═══ Material for the task ═══
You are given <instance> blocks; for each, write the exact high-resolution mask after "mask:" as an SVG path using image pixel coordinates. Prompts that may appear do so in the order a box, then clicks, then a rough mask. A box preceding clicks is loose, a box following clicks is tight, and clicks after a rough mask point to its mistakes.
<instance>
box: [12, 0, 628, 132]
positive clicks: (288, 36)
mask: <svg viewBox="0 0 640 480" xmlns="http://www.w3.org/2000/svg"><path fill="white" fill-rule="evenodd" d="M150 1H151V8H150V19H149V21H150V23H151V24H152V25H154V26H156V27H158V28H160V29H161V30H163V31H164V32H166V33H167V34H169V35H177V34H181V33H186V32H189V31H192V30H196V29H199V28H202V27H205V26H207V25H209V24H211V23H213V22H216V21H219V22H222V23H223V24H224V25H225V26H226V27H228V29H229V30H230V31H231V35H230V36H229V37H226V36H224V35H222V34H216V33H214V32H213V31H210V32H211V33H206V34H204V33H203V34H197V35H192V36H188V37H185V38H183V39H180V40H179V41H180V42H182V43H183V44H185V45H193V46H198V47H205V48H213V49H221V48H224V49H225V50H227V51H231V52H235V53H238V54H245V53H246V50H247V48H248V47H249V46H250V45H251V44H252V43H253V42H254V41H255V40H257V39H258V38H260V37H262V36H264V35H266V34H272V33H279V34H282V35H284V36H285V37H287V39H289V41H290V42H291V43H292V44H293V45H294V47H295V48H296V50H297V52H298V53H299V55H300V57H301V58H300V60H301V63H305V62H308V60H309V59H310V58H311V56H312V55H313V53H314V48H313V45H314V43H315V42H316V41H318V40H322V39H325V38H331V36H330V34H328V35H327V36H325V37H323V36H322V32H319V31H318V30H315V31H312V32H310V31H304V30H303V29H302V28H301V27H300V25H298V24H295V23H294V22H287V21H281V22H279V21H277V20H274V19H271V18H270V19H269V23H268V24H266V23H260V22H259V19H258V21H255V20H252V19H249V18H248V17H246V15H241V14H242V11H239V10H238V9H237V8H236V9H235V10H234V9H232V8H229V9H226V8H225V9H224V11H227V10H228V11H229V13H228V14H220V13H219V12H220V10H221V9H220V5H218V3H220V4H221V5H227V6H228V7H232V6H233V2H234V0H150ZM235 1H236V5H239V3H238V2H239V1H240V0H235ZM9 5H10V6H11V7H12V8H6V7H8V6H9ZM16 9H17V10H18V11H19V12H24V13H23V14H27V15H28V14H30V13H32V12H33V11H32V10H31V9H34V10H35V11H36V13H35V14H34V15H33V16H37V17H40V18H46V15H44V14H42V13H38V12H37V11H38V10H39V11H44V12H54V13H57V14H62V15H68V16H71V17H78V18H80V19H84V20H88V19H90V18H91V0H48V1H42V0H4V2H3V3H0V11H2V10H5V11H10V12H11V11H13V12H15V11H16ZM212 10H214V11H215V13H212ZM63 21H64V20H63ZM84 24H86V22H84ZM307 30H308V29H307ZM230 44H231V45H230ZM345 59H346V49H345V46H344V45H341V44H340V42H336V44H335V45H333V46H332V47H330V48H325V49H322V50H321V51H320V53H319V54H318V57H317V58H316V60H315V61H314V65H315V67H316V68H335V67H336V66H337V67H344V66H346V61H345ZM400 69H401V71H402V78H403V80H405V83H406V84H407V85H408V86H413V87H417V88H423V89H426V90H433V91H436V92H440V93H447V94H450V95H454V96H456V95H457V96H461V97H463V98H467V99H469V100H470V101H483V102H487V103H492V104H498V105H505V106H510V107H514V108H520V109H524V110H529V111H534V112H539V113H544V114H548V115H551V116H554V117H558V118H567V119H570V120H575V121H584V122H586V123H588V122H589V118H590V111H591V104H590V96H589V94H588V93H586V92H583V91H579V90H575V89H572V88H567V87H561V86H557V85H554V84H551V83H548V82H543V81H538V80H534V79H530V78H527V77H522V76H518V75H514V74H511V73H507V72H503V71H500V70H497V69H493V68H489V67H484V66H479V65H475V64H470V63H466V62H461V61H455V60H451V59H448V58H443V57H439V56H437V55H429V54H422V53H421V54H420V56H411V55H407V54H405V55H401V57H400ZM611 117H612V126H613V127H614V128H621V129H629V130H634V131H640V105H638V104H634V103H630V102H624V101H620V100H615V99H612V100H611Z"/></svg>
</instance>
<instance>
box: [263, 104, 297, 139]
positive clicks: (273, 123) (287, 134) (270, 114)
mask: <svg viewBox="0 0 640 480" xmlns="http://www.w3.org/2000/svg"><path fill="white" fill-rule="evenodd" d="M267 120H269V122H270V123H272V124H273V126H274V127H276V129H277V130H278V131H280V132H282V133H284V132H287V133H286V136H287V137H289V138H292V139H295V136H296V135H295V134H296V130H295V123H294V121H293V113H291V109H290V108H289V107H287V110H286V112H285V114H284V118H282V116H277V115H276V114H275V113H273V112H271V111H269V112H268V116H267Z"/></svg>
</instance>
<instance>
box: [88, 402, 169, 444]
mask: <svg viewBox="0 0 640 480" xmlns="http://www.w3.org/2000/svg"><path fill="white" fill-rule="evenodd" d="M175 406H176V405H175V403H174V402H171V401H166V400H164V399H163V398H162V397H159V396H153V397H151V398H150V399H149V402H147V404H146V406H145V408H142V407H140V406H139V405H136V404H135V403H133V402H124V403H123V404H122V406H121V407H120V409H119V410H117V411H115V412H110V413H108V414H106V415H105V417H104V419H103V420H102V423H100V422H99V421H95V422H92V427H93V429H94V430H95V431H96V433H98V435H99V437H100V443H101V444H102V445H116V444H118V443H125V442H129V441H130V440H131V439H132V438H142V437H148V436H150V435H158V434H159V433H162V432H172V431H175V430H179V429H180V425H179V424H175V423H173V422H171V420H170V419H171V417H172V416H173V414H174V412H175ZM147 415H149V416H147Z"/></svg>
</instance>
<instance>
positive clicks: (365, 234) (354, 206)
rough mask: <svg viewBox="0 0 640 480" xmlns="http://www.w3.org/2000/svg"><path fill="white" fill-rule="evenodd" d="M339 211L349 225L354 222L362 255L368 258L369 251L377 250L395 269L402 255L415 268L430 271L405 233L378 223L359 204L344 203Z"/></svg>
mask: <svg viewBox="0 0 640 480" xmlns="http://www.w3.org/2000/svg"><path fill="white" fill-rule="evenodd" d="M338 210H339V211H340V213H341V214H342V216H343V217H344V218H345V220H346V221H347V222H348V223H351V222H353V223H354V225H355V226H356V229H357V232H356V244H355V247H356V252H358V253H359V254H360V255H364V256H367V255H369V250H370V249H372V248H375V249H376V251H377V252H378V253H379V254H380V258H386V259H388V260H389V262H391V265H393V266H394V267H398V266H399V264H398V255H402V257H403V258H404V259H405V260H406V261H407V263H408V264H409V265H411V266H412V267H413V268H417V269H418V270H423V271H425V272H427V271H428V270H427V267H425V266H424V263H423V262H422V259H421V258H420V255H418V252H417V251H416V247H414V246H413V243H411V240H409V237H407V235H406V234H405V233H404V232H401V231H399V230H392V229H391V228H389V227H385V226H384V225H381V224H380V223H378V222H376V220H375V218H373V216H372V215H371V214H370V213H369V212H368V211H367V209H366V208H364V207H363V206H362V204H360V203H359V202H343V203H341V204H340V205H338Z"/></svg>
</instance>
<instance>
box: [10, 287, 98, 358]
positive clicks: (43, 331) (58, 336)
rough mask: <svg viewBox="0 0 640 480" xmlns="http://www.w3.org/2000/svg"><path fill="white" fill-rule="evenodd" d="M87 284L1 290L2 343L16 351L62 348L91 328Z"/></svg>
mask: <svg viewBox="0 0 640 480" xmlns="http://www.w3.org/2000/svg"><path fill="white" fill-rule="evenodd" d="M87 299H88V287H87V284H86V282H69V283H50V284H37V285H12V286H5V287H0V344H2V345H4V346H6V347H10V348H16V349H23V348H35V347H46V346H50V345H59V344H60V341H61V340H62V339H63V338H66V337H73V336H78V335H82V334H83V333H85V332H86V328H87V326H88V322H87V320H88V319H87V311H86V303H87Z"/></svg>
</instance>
═══
What you need to do | Go to the line holding "positive clicks: (43, 331) (58, 336)" in the entries above and return it, along with every line after it, exactly as written.

Answer to the problem |
positive clicks: (43, 331) (58, 336)
rough mask: <svg viewBox="0 0 640 480" xmlns="http://www.w3.org/2000/svg"><path fill="white" fill-rule="evenodd" d="M87 284L1 290L2 343L16 351L62 348L91 328Z"/></svg>
mask: <svg viewBox="0 0 640 480" xmlns="http://www.w3.org/2000/svg"><path fill="white" fill-rule="evenodd" d="M87 299H88V287H87V284H86V282H69V283H50V284H37V285H12V286H5V287H0V344H2V345H4V346H6V347H10V348H16V349H23V348H35V347H46V346H50V345H59V344H60V341H61V340H62V339H63V338H66V337H73V336H78V335H82V334H83V333H85V332H86V328H87V326H88V322H87V320H88V319H87V311H86V303H87Z"/></svg>
</instance>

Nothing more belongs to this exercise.